TASK TO COMPLETE
Among the entries below, only the lines from the one with "Place one point per instance of the white pillow, the" through the one with "Place one point per instance of the curved" are wanted, reproduced exactly. Pictures are not wanted.
--- RECORDS PROVIDED ---
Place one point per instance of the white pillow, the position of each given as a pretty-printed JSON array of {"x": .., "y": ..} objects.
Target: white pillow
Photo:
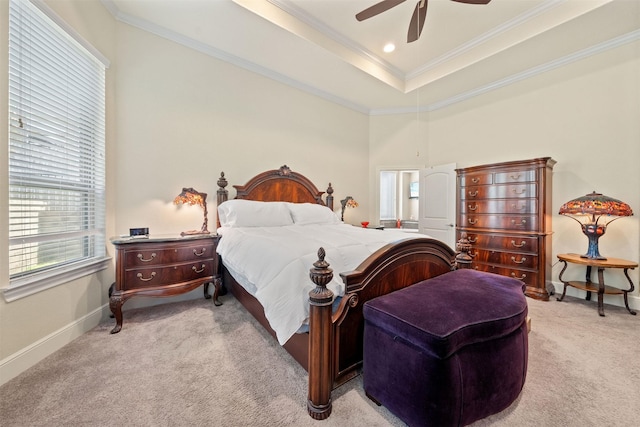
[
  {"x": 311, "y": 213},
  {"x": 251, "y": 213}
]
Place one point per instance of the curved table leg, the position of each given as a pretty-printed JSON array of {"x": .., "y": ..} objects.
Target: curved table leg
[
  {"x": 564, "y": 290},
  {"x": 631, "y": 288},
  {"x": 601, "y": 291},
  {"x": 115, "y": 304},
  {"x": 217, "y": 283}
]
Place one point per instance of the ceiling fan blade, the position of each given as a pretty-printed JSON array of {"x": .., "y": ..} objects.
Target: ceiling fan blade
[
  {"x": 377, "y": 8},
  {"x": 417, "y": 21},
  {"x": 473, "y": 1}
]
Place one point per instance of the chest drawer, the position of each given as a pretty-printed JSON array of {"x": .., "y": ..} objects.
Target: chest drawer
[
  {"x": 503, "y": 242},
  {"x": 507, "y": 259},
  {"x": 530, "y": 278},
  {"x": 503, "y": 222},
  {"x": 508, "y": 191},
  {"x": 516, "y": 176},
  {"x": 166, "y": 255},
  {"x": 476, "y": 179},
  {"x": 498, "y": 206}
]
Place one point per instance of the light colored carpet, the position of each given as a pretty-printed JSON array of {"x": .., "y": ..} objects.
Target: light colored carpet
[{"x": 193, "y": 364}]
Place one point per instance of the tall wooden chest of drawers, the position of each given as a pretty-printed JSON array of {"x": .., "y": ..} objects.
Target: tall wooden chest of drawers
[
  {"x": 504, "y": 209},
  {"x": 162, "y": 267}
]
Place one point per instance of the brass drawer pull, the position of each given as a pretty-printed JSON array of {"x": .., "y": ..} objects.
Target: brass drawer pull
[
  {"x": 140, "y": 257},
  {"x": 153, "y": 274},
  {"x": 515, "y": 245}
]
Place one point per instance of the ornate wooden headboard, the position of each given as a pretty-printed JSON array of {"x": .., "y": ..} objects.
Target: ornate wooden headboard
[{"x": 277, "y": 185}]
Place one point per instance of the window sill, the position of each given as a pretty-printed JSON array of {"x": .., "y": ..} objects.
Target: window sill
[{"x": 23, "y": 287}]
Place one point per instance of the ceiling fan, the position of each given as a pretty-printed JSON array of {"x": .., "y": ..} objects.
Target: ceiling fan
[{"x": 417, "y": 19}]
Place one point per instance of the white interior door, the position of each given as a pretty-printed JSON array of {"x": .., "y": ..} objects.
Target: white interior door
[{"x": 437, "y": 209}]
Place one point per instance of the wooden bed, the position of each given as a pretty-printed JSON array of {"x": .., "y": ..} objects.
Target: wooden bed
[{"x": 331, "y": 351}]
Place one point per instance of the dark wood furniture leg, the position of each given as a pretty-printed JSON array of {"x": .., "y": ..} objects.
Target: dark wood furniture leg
---
--- RECORDS PROVIDED ---
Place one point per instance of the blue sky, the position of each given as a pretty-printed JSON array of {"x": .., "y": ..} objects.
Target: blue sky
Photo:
---
ANSWER BOX
Place one point per instance of the white pillow, the position of each given as a pretty-printed JSON array of {"x": .., "y": ..} objects.
Target: white pillow
Photo:
[
  {"x": 311, "y": 213},
  {"x": 251, "y": 213}
]
Place one point per instance of the curved table leg, the position of each given as a pretty-printed JSON array of {"x": .., "y": ..} objects.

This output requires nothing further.